## ANFRAGE A:
Skaliere in den Datensätzen den Abschnitt, der mit der Zeile mit „Above is a drone survey of farmland. Pinpoint the airplane“ beginnt und mit der Zeile mit „top-left (391, 375), bottom-right (415, 414)“ endet, und gib nur diese Zeilen vollständig wieder. Multipliziere dabei jede ermittelte Koordinate mit 1,15 und runde auf ganze Zahlen, wobei Halbe aufgerundet werden; die Formatbeispiele bleiben unverändert.

____ QUELLENAUSZUG

Alleine in einem kleinen Lager wie Feisabad, in dem weniger als 200 deutsche Soldaten stationiert sind, stehen mehr als 160 afghanische Zivilisten auf der Lohnliste. Sie haben selbst in der verhältnismäßig sicheren Region Angst davor, was die Zukunft ihrem Land bringt. „Wenn die Bundeswehr und die Isaf von hier weggehen, dann wird das wie zur Taliban-Zeit“, sagt Hoschmand. „Unsere Sicherheitskräfte sind noch nicht so weit.“ Jeder in der Gegend wisse, dass er für die Deutschen gearbeitet habe. „Wenn die Taliban hierherkommen, habe ich keine Chance, in Afghanistan zu leben.“

Hoschmand hat erst einmal nichts zu befürchten. Der Übersetzer hat bereits die Zusage in der Tasche, nach der Schließung des Camps in Feisabad im Bundeswehr-Lager in Masar-i-Scharif weiterarbeiten zu können. Ein Aufschub, denn wie lange dort nach 2014 noch Übersetzer gebraucht werden, weiß niemand. Andere wie der 45 Jahre alte Hausmeister Said Ali wissen noch nicht, wie es weitergeht.

Auch Ali sorgt sich darum, dass seine Arbeit bei den Deutschen negative Konsequenzen haben könnte. Er habe Kranke aus seinem Dorf ins Feldlazarett der Bundeswehr gebracht. „Jetzt denken die Menschen draußen, weil ich das kann, bin ich ein ganz wichtiger Mann hier“, sagt er. „Deswegen habe ich richtig Angst.“ Sein 26 Jahre alter Kollege Abdul Dschamil, der als Elektriker für die Bundeswehr in Feisabad arbeitet, befürchtet ebenfalls eine Rückkehr der Taliban nach dem Nato-Abzug aus Afghanistan. „Die töten uns“, meint er.

„Ich glaube nicht, dass es so kommt“, sagt der deutsche Kommandeur in Feisabad, Oberstleutnant Manfred Wienecke. „Ich verstehe aber solche Befürchtungen natürlich auch.“ Die Bundeswehr prüfe für jeden afghanischen Mitarbeiter, ob es für ihn andere Verwendungen gebe. Auch diejenigen Einheimischen, für die keine neue Aufgabe gefunden werde, seien aber durch die Arbeit bei den Deutschen in der Regel für afghanische Verhältnisse hoch qualifiziert.

________
____ EINGABEDATEN

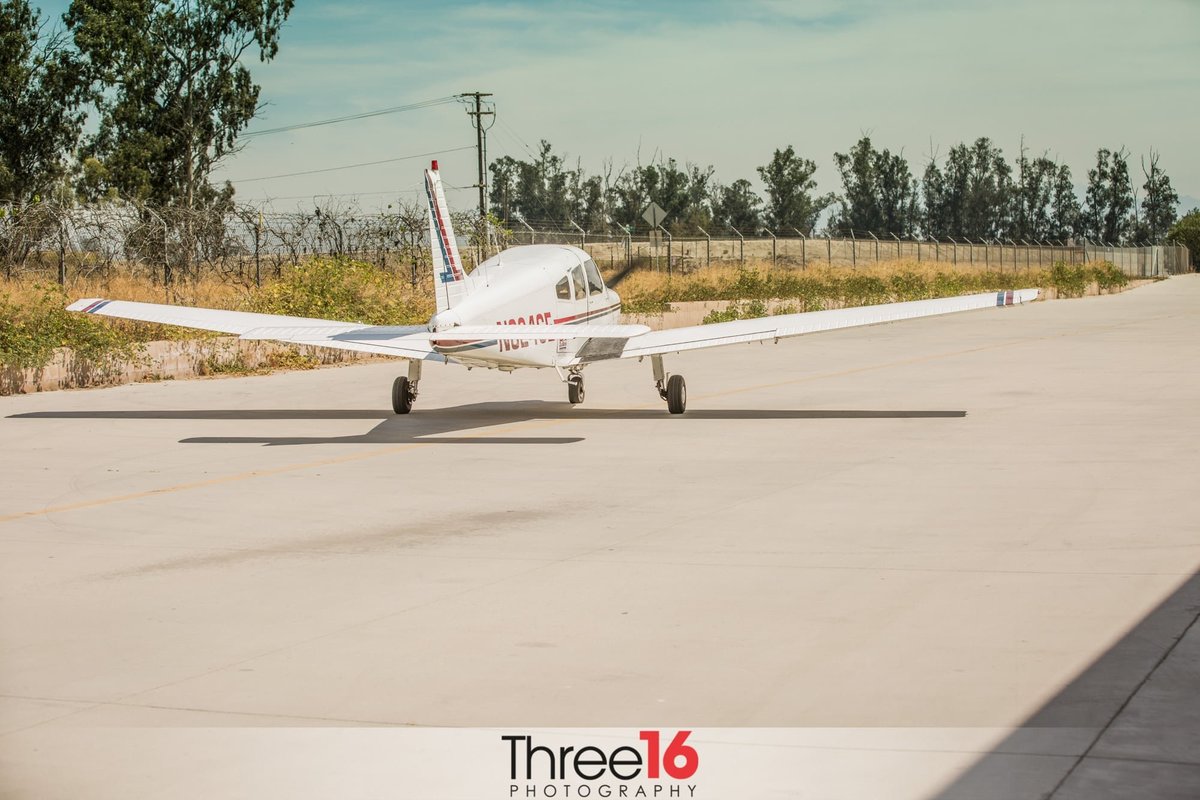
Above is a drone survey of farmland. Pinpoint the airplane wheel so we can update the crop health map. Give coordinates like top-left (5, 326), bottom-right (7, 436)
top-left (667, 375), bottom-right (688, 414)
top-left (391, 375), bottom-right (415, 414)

________
____ EINGABEDATEN

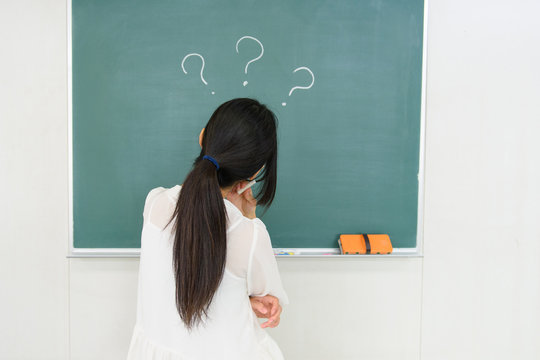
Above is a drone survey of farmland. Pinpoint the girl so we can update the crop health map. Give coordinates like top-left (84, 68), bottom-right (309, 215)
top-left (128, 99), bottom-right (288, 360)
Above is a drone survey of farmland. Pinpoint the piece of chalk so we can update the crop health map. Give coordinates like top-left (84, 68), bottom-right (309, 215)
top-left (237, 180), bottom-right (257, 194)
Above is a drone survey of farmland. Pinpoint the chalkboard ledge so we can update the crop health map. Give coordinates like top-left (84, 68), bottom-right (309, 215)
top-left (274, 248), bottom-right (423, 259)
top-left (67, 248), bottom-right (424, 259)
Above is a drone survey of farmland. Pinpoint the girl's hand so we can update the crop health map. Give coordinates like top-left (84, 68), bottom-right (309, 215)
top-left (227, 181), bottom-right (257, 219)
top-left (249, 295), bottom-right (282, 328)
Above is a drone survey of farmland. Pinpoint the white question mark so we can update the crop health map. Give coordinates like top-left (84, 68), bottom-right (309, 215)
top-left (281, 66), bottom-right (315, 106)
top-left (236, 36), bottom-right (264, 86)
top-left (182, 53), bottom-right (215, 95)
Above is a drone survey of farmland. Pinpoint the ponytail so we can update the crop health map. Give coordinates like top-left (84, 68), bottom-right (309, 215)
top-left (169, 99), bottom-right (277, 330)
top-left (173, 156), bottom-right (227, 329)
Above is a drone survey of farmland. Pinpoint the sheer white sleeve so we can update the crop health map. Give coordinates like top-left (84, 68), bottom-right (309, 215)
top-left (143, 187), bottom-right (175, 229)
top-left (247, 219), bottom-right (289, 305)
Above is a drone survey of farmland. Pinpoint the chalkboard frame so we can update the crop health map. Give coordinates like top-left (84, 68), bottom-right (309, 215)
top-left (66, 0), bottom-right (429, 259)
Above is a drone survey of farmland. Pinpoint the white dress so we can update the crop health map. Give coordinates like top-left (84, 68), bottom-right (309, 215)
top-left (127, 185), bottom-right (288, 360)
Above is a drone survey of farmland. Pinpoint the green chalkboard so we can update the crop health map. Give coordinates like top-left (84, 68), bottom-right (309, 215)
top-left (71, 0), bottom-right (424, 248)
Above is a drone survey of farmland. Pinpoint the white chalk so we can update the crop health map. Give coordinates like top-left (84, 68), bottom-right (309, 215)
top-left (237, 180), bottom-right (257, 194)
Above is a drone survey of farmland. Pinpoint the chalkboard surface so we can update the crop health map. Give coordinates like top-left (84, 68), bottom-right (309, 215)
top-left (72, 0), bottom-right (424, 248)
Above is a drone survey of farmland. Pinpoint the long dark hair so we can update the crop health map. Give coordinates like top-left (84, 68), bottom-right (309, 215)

________

## ANFRAGE B:
Tippe aus dem Quellenauszug über die afghanischen Mitarbeiter der Bundeswehr den Abschnitt wortgetreu ab, der mit „Hoschmand hat erst“ beginnt und mit „wie es weitergeht.“ endet.

## ANTWORT A:
Above is a drone survey of farmland. Pinpoint the airplane wheel so we can update the crop health map. Give coordinates like top-left (5, 326), bottom-right (7, 436)
top-left (767, 431), bottom-right (791, 476)
top-left (450, 431), bottom-right (477, 476)

## ANTWORT B:
Hoschmand hat erst einmal nichts zu befürchten. Der Übersetzer hat bereits die Zusage in der Tasche, nach der Schließung des Camps in Feisabad im Bundeswehr-Lager in Masar-i-Scharif weiterarbeiten zu können. Ein Aufschub, denn wie lange dort nach 2014 noch Übersetzer gebraucht werden, weiß niemand. Andere wie der 45 Jahre alte Hausmeister Said Ali wissen noch nicht, wie es weitergeht.